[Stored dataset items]

++++++++++

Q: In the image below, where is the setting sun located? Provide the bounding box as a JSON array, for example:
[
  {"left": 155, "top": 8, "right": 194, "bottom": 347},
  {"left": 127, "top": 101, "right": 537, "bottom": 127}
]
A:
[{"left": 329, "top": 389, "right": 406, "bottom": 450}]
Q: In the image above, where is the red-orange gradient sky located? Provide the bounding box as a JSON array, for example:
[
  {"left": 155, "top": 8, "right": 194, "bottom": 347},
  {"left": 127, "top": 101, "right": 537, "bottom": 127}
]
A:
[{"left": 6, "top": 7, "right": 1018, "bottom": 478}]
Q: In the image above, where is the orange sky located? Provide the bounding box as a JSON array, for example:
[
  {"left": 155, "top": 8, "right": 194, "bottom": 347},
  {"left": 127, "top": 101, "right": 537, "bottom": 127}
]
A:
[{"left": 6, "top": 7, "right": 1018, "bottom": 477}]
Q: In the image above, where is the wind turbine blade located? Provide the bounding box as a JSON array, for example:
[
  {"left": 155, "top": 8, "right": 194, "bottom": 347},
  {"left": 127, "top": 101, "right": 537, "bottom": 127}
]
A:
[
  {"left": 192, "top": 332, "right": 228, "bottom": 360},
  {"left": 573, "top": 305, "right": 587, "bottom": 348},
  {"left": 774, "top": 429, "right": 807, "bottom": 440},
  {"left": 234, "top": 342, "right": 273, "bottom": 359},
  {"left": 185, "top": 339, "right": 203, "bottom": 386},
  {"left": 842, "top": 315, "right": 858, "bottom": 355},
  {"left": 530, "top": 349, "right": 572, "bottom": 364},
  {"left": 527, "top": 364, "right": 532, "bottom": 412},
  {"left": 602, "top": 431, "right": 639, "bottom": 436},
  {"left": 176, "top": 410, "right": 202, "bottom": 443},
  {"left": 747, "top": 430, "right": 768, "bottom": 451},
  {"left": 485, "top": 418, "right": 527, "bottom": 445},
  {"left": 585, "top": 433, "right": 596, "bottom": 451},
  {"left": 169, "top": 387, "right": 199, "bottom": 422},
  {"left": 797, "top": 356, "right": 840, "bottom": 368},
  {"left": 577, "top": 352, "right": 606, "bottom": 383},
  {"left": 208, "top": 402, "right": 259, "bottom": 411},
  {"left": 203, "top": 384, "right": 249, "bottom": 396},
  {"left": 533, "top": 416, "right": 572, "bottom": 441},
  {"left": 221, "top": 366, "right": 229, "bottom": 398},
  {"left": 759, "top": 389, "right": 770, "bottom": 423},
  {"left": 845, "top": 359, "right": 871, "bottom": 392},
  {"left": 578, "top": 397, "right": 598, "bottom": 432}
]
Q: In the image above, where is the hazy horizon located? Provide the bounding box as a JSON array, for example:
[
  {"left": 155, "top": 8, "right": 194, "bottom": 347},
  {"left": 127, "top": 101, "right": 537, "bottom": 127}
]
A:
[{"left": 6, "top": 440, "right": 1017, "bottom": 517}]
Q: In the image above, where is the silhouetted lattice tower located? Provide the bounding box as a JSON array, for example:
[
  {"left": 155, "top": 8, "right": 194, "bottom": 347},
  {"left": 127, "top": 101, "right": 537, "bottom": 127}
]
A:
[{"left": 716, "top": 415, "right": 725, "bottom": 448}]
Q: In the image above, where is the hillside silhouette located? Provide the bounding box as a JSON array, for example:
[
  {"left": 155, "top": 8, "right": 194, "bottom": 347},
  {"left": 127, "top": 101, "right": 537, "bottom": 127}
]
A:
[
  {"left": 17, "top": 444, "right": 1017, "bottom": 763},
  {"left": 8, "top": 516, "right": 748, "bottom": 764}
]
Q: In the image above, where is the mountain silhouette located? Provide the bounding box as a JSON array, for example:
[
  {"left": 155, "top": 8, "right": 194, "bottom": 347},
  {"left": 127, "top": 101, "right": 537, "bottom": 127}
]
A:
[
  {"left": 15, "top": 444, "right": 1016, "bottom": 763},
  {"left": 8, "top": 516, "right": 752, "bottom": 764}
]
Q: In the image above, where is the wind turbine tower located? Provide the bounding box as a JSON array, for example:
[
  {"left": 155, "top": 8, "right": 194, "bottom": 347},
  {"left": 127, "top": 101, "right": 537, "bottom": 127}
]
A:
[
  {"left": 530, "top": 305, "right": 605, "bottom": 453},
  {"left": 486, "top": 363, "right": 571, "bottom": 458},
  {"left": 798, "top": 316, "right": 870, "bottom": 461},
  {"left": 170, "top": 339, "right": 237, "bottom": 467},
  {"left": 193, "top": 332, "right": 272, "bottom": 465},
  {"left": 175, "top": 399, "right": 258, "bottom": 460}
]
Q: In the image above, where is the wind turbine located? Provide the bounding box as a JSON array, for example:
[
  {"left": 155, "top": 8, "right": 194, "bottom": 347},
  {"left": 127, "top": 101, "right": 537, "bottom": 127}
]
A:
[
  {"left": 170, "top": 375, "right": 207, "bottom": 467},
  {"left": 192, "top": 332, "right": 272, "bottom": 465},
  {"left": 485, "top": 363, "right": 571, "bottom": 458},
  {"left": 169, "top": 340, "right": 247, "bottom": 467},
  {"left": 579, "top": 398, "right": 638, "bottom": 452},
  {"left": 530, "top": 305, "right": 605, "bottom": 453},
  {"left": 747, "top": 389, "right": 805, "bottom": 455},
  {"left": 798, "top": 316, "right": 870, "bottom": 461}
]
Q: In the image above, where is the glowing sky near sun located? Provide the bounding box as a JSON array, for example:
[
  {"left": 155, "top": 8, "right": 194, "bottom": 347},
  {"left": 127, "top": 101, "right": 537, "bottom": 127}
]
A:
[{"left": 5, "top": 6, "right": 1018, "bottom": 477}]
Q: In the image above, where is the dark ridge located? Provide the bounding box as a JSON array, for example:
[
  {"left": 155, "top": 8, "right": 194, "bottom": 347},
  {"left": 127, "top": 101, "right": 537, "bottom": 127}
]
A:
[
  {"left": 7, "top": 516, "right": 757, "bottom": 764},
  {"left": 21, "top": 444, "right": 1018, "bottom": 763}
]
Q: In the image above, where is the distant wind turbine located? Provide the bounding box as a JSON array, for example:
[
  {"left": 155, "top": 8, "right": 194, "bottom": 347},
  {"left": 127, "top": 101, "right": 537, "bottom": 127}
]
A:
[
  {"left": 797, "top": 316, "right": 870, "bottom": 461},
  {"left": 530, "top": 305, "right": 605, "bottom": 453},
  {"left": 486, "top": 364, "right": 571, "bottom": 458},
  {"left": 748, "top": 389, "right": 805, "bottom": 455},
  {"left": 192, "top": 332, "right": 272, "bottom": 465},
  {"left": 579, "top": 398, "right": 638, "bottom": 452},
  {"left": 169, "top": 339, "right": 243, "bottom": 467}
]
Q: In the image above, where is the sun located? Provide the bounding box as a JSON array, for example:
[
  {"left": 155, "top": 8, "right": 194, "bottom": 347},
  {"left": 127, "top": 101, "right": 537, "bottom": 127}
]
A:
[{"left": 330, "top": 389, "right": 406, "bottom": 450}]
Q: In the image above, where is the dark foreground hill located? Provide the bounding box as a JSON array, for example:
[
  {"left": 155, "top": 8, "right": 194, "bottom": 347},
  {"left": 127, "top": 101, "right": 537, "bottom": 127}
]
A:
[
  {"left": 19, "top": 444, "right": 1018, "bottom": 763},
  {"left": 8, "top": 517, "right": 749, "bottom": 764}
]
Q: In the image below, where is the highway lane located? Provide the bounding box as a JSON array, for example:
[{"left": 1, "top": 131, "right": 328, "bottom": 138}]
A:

++++++++++

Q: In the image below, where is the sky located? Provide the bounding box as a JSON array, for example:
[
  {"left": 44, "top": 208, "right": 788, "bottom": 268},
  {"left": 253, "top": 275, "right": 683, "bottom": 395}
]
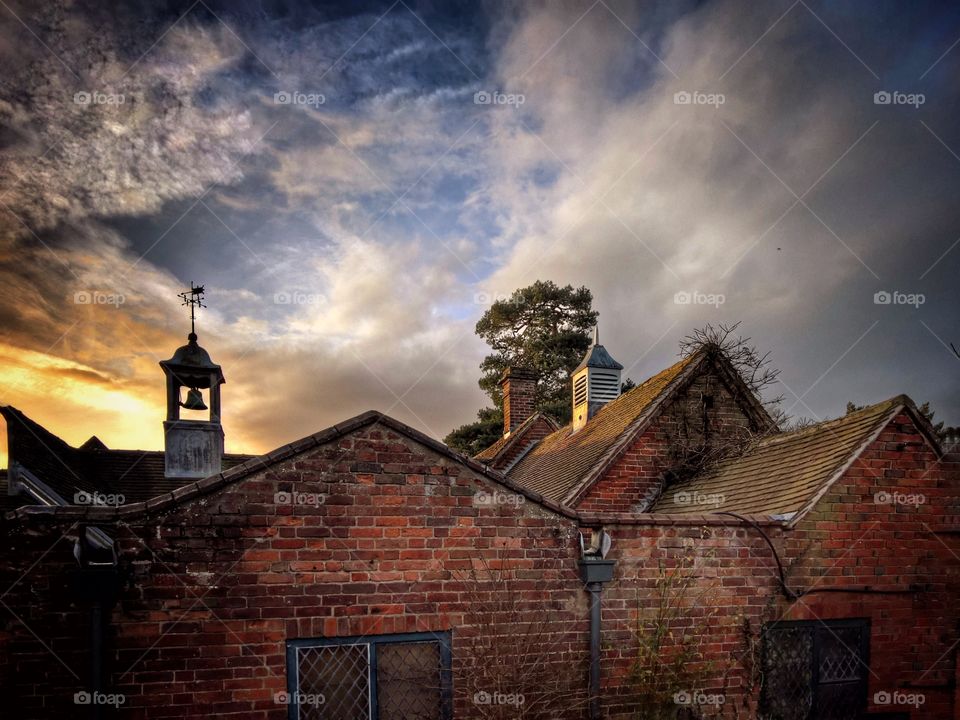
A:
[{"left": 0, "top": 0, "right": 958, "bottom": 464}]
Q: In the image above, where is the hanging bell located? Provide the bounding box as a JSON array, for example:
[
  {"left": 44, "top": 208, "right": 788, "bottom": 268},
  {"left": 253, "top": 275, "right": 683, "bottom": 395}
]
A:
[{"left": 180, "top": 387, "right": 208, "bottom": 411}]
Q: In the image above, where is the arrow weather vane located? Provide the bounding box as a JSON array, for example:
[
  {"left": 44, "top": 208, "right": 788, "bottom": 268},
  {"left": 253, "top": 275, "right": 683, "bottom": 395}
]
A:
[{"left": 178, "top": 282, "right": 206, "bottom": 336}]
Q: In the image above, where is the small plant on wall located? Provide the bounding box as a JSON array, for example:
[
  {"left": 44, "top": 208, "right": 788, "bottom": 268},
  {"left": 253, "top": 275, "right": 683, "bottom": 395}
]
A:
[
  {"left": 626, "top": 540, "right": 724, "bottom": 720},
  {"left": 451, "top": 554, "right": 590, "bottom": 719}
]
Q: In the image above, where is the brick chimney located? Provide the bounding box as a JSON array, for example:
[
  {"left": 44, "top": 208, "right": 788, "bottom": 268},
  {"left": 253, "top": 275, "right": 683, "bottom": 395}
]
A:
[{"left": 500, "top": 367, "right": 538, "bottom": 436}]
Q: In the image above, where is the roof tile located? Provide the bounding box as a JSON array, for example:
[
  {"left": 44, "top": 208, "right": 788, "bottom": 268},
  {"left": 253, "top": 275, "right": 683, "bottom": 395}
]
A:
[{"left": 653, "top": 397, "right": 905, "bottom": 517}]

++++++++++

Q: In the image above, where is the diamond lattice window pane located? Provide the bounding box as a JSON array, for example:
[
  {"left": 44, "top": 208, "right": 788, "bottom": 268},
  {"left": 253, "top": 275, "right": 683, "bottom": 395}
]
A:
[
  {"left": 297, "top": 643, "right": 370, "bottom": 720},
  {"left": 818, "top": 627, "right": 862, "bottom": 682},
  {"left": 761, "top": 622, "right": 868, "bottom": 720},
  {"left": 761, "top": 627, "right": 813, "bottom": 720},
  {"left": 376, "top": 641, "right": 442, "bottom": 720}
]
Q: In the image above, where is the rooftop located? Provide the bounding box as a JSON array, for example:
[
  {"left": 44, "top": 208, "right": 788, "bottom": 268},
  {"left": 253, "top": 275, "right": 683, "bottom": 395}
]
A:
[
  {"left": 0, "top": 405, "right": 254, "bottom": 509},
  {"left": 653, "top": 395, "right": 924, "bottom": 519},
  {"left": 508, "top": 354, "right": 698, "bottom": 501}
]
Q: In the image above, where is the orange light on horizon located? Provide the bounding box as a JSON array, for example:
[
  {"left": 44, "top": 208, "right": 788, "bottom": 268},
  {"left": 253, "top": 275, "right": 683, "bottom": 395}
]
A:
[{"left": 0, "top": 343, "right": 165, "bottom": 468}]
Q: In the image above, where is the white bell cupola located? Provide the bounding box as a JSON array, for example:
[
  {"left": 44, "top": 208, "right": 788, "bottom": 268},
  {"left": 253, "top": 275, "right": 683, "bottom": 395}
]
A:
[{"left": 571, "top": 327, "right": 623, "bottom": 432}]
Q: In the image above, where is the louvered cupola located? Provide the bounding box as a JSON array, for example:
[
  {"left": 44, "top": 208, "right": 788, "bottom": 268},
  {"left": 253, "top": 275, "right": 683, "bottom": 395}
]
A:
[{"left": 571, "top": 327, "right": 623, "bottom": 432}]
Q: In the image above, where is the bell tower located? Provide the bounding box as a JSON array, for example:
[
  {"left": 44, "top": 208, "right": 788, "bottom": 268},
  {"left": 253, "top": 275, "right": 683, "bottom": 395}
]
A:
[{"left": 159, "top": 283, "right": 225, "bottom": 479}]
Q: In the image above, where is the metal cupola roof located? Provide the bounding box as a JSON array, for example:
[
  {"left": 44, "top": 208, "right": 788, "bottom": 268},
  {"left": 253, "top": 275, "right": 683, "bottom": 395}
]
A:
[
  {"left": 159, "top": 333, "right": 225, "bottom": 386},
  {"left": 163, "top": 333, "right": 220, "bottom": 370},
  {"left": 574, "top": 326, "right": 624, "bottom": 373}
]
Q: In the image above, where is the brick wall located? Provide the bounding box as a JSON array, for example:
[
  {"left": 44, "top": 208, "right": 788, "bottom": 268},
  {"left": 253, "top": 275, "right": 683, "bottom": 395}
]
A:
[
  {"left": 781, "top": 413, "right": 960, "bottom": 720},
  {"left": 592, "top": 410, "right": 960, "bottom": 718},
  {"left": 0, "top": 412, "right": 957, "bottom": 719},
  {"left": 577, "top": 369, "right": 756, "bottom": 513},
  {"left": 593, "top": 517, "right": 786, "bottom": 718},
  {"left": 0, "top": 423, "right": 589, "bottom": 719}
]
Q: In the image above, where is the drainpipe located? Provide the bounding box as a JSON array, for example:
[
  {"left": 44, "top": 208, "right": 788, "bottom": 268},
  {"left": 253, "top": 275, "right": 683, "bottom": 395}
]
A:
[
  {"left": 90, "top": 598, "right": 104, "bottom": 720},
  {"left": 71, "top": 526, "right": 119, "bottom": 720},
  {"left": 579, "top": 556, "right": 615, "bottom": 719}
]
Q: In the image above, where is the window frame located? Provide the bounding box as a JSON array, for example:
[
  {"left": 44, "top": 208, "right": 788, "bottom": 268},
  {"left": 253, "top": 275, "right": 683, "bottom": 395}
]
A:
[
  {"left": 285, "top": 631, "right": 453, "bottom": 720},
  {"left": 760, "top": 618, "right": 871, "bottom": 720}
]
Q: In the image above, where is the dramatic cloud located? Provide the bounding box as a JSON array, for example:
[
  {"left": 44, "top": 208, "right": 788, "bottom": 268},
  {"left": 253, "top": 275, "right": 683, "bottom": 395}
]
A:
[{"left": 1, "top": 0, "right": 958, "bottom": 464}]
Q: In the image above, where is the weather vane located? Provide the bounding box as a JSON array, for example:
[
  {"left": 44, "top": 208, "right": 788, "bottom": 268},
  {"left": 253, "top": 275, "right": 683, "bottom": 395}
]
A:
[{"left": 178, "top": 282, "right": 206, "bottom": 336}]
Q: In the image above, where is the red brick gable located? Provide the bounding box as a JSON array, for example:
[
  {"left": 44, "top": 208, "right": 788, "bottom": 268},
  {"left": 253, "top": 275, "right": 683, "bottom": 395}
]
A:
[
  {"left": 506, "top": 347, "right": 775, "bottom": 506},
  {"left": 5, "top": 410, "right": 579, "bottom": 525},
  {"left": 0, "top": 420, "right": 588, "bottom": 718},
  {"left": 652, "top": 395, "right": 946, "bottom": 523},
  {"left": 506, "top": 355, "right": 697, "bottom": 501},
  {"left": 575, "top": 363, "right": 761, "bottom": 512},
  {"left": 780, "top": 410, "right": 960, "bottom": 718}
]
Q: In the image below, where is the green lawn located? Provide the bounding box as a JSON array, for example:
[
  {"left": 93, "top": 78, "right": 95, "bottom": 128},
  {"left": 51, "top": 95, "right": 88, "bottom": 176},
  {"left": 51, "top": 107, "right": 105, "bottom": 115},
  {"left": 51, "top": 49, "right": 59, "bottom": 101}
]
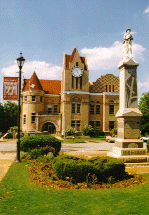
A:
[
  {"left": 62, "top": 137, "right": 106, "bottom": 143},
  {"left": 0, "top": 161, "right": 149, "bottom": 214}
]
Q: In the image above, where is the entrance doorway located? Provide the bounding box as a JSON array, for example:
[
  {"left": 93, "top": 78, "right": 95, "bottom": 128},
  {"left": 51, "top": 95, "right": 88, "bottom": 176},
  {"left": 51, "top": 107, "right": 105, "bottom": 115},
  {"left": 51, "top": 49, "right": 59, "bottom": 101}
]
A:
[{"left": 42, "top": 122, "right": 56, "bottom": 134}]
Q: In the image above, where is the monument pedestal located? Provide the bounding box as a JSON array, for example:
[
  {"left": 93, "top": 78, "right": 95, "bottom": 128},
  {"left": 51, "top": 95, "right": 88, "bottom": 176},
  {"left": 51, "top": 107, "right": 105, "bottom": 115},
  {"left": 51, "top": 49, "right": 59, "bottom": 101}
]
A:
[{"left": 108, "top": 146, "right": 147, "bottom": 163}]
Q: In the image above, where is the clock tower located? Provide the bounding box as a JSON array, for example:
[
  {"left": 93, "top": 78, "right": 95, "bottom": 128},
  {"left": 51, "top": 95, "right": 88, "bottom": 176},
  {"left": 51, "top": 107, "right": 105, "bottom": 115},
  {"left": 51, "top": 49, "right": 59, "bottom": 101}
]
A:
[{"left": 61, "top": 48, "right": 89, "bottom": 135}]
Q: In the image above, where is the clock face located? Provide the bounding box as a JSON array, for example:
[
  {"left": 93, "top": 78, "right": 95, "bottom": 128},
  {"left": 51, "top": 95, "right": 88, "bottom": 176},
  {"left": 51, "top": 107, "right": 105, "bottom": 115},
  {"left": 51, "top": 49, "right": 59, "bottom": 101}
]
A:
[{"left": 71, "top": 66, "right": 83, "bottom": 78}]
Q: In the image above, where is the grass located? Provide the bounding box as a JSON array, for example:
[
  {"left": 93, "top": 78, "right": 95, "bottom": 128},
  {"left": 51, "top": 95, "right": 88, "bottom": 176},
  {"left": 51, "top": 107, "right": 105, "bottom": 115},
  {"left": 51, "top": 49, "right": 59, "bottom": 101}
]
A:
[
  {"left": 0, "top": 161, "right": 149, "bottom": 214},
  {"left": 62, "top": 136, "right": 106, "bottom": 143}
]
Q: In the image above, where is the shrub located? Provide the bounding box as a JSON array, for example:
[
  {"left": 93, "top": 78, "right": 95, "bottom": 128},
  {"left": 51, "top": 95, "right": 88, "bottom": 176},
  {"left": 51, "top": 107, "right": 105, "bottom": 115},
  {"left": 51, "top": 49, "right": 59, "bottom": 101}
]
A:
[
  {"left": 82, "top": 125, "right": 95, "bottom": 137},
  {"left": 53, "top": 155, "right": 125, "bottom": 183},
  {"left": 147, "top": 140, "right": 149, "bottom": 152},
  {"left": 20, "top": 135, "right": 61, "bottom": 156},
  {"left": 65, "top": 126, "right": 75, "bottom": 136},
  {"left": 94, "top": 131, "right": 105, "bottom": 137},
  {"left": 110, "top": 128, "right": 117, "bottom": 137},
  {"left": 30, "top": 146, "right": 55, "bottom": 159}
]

++++++++++

* **What you should do**: Each line in the records above that contains the word "bell" must be copied.

* **Finished task**:
Q: In the image above, where is the hanging bell located? Provide the bounding box as a JSON array, for example:
Q: In the image above, where is the white bell cupola located? Provide the bounding box as a JSON array, for example:
Q: In the image above, where is the bell tower located? Provide the bounding box as a JSON array, for example:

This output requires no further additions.